→ Work item
Begin at the line with "Target: wooden desk" and write out every line after it, exactly, through the last line below, adding nothing.

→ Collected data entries
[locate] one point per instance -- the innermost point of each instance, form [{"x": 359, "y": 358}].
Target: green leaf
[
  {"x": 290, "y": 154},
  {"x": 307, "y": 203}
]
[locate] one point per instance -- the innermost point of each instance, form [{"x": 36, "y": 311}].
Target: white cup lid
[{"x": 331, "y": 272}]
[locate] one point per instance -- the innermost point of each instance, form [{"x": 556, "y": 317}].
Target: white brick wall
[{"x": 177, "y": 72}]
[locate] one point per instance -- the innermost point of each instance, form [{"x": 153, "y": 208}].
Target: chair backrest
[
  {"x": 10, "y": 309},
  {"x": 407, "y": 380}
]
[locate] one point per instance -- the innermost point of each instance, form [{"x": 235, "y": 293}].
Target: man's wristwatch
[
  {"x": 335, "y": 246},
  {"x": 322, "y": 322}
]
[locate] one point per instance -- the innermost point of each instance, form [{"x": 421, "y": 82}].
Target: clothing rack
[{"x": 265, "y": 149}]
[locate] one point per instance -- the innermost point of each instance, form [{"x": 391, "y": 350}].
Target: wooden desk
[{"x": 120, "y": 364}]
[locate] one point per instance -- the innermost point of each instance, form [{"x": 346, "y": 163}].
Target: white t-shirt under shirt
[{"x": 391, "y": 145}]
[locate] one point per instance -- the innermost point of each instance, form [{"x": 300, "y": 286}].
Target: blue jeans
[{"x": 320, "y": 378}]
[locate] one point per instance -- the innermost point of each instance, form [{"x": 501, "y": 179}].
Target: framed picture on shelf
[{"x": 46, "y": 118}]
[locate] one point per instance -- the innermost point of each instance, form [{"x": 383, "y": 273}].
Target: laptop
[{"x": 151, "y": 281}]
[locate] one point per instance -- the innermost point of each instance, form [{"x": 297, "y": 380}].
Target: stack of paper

→ Written answer
Target: wooden desk
[{"x": 120, "y": 364}]
[locate] one point per instance -- the innermost point of each instance, form [{"x": 346, "y": 163}].
Target: white t-shirt under shirt
[{"x": 391, "y": 145}]
[locate] one point per instance -- the innermost point of each instance, form [{"x": 300, "y": 286}].
Target: blue jeans
[{"x": 320, "y": 378}]
[locate] one point per instance -- the innermost point of each instance, form [{"x": 501, "y": 179}].
Target: framed picture on shelf
[{"x": 46, "y": 118}]
[locate] one point per instance -- the innermost point of each instance, form [{"x": 383, "y": 273}].
Target: laptop
[{"x": 151, "y": 281}]
[locate] one point per instance -- the innermost point of each instance, form [{"x": 297, "y": 380}].
Target: stack of paper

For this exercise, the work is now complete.